> **Excerpt to read**

Stonehenge

Stonehenge

Thursday, July 21, 2011

W-b-N American History, Part B

May 24, later
Yesterday, I visited the Eisenhower museum in Abilene, Kansas, which was interesting but a bit disappointing after the marvelous displays at the Truman Library, and especially the World War I Museum.  As I wandered through the Eisenhower museum, I realized that Truman and Eisenhower were presidents during the time of my life when I felt probably the happiest, safest and most patriotic – high school and college.  Kennedy replaced Eisenhower, and his presidency promised continued social progress and peace.  Then he was assassinated; the war in Vietnam accelerated; the powers of reaction tried to block social progress; and the American cultural ethos and social contract deteriorated.  We have still not recovered from that disastrous sequence of events, and I am now an old lady.  Whoever and whatever was responsible for Kennedy’s assassination set this nation into a downward cycle.  (I’ll admit, I believe a conspiracy was involved, probably among politically powerful reactionaries.)
Later, I just managed to get to this KOA campground in WaKeeney, KS before the deluge started.  The sky was already gray; tornado warnings were in effect for the county south of here; and the wind across I-70 was pushing the RV around, when I saw a sign for the campground.  I got off the interstate and managed to hook up before the rain started pelting the roof and windows, and thunder rumbled and droned like a kettle drum with bass accompaniment.  Now, the wind is bending the nearby trees and rocking my rig as if it were a light ship in heavy seas.
Driving during most of the day was pretty pleasant; the sky was overcast, but there was only slight wind and almost no rain.  The rolling hills were mostly green-gray prairie grass dotted with cows and scrub pine.  Cottonwoods and beeches clustered in the hollows or along stream beds.  On the stretch of interstate between Salina and Hays, I saw two huge wind farms; each must have had close to a hundred windmills, their blades circling slowly and gracefully like a ballerina troupe performing a huge, solemn pavanne.  My heart rose in my chest as I passed by fields and fields of these steady, patient, productive giants, thinking that we, as a nation, may finally be approaching some semblance of sense about energy production and usage.

> **Check your understanding**
A. Can you reproduce the travel journal entry between "Later, I just" and "in heavy seas.", inclusive, but with "campground" replaced by "RV park"?
B. Could you continue the travel journal entry, starting right after its last sentence?

> **Data extract**
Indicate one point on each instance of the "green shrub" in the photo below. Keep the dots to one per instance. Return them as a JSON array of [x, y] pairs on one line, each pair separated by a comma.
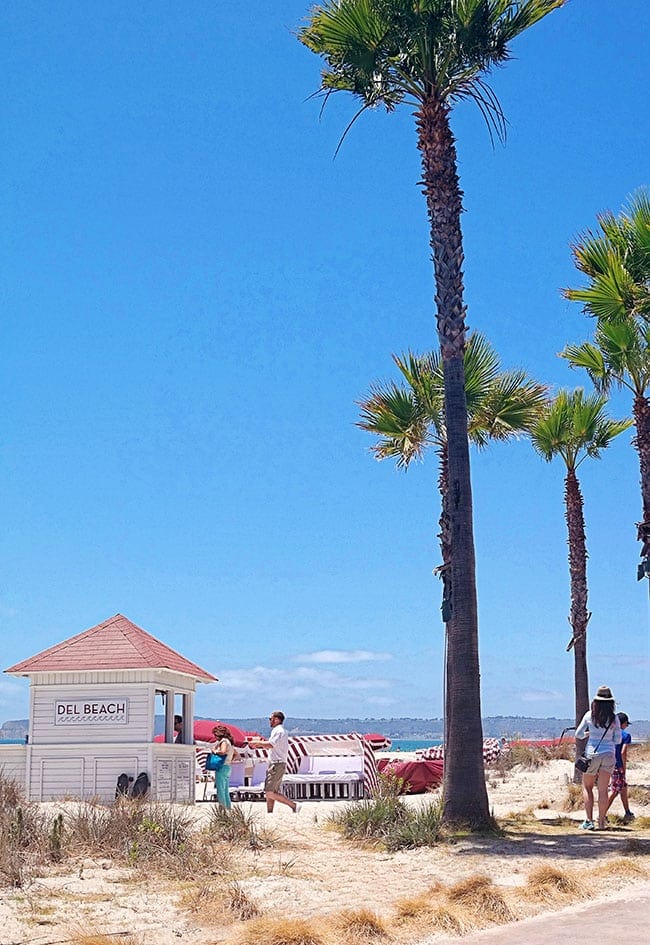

> **Task-by-task outputs**
A.
Later, I just managed to get to this KOA RV park in WaKeeney, KS before the deluge started.  The sky was already gray; tornado warnings were in effect for the county south of here; and the wind across I-70 was pushing the RV around, when I saw a sign for the RV park.  I got off the interstate and managed to hook up before the rain started pelting the roof and windows, and thunder rumbled and droned like a kettle drum with bass accompaniment.  Now, the wind is bending the nearby trees and rocking my rig as if it were a light ship in heavy seas.

B.
As we neared Hays, there were no more windmills. Rather, tank-sized, mechanical oil-locusts dotted the fields, bobbing their heads up and down in a rhythm similar to that danced by the windmills.  In Hays, I visited the Sternberg Museum of Natural History, which included some very fine fossils collected from the Cretaceous chalk beds of Kansas, largely the result of the efforts of one man, George Sternberg, an amateur fossil collector.  The highlight is the fossil of a fish-within-a-fish.  A very large fish had eaten a smaller fish (the "smaller" one about six feet long) whose bones were preserved in the visceral cavity of the larger fish, but the latter then died, its prey still within it, and the skeletons of both were preserved in the bottom mud of the large inland sea that covered the central part of what is now North America during the Cretaceous Period.  Did the predator swallow more than his gastrointestinal tract could handle?  Did the sharp fins of the prey pierce the predator’s gut or a large blood vessel, consigning them both to a muddy entombment for the later amazement of human posterity?  Could this be a parable for our times (with its big-fish-eat-all economic ethic)?